Count the lines below that contain the string "pixel", and reply with only that number.

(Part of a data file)
========================
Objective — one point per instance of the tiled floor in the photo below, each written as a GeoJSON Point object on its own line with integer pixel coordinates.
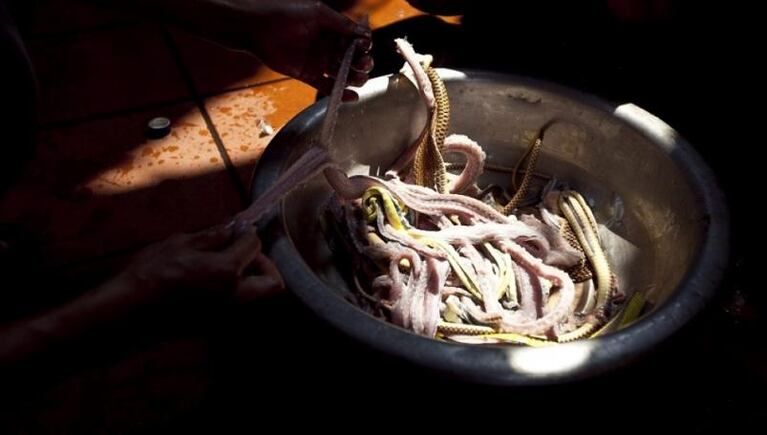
{"type": "Point", "coordinates": [97, 185]}
{"type": "Point", "coordinates": [98, 189]}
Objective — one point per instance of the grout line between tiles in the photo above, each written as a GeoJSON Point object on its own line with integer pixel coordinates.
{"type": "Point", "coordinates": [200, 102]}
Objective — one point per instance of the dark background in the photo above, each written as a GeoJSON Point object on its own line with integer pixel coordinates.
{"type": "Point", "coordinates": [695, 69]}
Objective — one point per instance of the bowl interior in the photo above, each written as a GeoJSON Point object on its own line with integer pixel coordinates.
{"type": "Point", "coordinates": [631, 171]}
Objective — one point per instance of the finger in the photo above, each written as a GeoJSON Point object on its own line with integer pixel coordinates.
{"type": "Point", "coordinates": [363, 64]}
{"type": "Point", "coordinates": [357, 78]}
{"type": "Point", "coordinates": [341, 24]}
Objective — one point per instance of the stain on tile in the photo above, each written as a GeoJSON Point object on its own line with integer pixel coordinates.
{"type": "Point", "coordinates": [103, 72]}
{"type": "Point", "coordinates": [237, 117]}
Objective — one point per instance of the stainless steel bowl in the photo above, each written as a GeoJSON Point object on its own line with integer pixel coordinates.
{"type": "Point", "coordinates": [675, 215]}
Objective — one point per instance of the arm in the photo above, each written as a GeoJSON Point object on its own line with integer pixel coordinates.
{"type": "Point", "coordinates": [199, 268]}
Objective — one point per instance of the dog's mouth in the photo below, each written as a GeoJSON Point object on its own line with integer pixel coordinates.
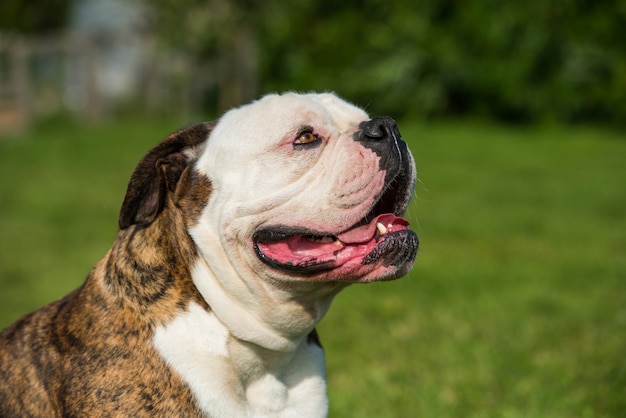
========================
### Answer in full:
9